───── DOCUMENT EXCERPT ─────
# New GP pups--training advice



## bourbonred (Feb 27, 2008)

What is your best advice for training a GP pup for poultry duty. Our adult GP's guard us, our house, and any birds/livestock that are near the house. They are beautiful roly-poly pups that have just opened their eyes and I don't want to turn them into pets.


----------



## Maura (Jun 6, 2004)

They need to be exposed to livestock by 16 weeks of age. In your case, poultry, cats and dogs, possibly horses. They need to stay with their mother and litter mates past eight weeks of age. I think you will find that most will say until ten or twelve weeks. They need to be socialized to small children, other dogs of various types, men and women. You will need to put some basic obedience on them, such as come, sit, and stay. They need to be okay riding in the truck so you can take them to the vet. Also get them used to being brushed and their feet picked up (just in case).
───── DATASET CONTENT ─────
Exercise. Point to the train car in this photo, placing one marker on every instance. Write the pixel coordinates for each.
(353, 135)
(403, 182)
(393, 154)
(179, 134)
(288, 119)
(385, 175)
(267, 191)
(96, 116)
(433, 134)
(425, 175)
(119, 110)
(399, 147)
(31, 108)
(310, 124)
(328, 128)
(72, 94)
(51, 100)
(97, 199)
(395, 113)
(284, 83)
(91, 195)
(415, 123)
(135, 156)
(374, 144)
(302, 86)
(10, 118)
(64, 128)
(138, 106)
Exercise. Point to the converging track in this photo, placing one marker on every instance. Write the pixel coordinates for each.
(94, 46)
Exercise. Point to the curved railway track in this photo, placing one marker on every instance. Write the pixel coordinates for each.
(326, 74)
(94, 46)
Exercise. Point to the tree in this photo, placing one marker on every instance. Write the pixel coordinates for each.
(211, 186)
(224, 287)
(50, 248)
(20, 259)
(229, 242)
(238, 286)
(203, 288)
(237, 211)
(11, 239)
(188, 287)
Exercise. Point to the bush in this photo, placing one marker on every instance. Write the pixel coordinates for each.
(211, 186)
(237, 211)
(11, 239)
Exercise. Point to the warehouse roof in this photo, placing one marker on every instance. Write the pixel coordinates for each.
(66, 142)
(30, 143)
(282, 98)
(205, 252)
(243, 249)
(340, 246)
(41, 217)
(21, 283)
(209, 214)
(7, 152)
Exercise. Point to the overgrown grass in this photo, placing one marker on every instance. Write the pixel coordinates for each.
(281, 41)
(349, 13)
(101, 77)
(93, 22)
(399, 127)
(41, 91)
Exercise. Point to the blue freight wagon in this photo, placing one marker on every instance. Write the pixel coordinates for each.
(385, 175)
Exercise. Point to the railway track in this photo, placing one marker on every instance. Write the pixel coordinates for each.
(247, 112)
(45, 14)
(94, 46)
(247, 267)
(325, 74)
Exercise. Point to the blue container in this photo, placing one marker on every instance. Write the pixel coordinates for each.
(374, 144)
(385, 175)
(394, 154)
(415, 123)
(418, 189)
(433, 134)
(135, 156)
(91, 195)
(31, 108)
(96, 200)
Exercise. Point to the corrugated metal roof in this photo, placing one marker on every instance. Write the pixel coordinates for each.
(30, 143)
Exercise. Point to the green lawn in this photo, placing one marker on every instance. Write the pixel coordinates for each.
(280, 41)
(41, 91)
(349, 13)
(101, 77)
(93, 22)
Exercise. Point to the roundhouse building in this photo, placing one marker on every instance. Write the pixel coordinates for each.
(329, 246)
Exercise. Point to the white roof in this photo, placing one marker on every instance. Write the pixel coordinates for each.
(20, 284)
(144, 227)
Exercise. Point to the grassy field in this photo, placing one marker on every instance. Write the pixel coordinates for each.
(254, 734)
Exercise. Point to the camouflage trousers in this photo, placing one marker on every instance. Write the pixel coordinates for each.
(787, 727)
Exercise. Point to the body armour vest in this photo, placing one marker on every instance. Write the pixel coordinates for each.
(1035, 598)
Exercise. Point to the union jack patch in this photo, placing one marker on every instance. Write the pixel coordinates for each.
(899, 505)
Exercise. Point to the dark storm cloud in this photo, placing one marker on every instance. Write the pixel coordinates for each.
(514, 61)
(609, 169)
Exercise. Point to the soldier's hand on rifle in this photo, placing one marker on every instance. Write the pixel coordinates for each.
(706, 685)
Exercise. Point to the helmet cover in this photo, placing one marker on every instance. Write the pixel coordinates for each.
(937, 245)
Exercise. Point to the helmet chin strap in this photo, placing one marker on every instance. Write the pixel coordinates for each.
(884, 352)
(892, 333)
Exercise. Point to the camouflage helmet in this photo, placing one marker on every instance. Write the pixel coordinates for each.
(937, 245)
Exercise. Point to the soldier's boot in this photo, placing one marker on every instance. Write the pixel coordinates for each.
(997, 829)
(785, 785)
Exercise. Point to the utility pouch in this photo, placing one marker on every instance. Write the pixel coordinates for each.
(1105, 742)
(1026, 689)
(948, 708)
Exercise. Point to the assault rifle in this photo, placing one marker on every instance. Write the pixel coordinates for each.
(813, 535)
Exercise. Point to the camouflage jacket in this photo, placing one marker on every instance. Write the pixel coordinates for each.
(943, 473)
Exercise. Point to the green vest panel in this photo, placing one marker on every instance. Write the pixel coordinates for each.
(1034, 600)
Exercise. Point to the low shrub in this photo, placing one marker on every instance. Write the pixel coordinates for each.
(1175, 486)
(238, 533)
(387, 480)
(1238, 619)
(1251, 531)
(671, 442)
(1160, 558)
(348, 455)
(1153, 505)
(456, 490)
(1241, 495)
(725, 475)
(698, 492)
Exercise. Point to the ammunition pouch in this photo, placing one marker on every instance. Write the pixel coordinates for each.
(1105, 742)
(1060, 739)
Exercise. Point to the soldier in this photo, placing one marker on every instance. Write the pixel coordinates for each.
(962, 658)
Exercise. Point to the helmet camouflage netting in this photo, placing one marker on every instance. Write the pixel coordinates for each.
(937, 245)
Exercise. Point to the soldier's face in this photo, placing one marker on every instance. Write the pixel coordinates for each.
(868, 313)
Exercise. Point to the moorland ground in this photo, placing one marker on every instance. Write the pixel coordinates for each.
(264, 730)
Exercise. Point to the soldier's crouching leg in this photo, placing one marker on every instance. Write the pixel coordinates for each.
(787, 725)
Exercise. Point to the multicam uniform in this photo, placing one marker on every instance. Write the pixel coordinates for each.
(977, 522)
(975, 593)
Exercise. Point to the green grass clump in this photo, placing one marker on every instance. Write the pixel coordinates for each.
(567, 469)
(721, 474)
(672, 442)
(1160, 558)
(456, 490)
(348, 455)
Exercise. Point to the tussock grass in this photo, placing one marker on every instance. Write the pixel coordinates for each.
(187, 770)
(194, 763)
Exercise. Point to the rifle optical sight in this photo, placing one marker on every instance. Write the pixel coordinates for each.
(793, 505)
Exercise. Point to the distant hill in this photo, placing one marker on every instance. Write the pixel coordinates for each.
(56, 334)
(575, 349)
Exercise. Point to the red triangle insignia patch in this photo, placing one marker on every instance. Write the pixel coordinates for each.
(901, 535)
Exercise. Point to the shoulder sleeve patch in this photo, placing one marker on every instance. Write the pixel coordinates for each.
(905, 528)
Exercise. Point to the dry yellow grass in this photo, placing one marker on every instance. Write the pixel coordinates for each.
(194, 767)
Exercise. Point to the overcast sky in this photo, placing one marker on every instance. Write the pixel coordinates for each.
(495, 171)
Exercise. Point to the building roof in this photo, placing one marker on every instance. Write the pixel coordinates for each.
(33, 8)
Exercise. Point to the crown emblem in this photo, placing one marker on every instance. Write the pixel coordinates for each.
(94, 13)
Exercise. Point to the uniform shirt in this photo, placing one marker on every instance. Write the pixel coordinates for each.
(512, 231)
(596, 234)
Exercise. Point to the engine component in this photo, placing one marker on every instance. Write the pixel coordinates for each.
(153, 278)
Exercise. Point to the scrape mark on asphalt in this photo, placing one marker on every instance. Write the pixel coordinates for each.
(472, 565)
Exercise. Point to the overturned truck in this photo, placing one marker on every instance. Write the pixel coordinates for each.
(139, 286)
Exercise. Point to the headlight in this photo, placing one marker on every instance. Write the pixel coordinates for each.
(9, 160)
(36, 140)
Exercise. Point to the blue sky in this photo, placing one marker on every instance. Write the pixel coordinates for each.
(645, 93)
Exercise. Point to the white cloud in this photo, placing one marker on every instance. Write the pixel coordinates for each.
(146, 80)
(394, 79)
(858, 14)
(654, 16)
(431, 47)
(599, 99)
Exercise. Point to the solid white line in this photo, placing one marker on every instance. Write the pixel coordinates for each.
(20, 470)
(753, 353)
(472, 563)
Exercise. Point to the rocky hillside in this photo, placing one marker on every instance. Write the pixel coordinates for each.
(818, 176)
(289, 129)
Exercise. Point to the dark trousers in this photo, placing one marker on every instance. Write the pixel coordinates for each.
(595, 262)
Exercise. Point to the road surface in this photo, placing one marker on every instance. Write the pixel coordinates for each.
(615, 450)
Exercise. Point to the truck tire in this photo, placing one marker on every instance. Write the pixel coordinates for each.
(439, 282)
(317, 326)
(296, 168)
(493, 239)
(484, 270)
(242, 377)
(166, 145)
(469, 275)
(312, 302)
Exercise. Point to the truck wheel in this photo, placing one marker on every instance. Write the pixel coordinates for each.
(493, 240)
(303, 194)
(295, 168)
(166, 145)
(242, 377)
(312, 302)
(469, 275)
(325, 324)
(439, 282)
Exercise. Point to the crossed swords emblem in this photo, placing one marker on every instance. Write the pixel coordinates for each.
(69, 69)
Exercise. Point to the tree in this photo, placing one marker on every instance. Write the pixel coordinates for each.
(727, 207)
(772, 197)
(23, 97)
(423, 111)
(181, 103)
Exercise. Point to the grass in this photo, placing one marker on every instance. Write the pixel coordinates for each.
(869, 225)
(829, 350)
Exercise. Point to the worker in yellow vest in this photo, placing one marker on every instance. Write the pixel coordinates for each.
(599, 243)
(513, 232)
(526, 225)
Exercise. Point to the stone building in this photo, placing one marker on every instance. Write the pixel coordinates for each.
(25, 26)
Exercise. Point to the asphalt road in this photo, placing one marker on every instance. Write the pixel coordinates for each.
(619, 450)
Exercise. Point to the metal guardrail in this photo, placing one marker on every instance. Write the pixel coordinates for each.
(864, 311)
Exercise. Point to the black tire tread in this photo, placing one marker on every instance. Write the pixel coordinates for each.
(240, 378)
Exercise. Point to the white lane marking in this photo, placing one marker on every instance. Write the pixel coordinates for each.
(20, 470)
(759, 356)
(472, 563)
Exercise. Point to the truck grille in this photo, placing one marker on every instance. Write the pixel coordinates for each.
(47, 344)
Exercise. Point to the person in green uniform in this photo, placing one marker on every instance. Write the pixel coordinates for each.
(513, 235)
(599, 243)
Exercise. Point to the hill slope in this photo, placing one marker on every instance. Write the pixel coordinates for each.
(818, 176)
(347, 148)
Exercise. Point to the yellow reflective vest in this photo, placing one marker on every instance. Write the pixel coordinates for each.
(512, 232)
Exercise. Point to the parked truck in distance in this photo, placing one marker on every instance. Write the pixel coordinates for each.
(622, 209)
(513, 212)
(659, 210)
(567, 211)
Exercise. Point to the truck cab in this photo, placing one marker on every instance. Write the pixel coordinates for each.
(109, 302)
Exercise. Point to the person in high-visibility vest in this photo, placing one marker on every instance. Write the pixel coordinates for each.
─────
_JOBS_
1. Answer these questions about the forum thread on training GP pups:
(a) Besides the poster and the house, what do the adult GPs guard?
(b) By what age do the pups need to be exposed to livestock?
(c) Which basic obedience commands does the reply suggest?
2. Output the part of the forum thread on training GP pups from "What is your" up to and including "them into pets.".
3. Carry on the forum thread on training GP pups with the next part after its final sentence.
The items come from a separate source unrelated to the thread.

_TASK RESULTS_
1.
(a) Any birds/livestock that are near the house.
(b) By 16 weeks of age.
(c) Come, sit, and stay.

2.
What is your best advice for training a GP pup for poultry duty. Our adult GP's guard us, our house, and any birds/livestock that are near the house. They are beautiful roly-poly pups that have just opened their eyes and I don't want to turn them into pets.

3.
They bark.


----------



## bourbonred (Feb 27, 2008)

The barn is far enough from the house, that free-ranging birds at the barn aren't protected when my gp guards us at the house. BTW, as you can guess, the orginal plan wasn't for the gp's to guard us--they were both given to us as adult dogs and both are good with birds but prefer our company to the barn animals. So that's what i'm trying to prevent with the pup. If I could fence the birds in well enough to keep dogs in too, then I probably wouldn't have much need for a protector. But my goal is to have the turkeys and chickens free-ranging but not pooping on the porch.


----------



## BarbadosSheep (Jun 27, 2011)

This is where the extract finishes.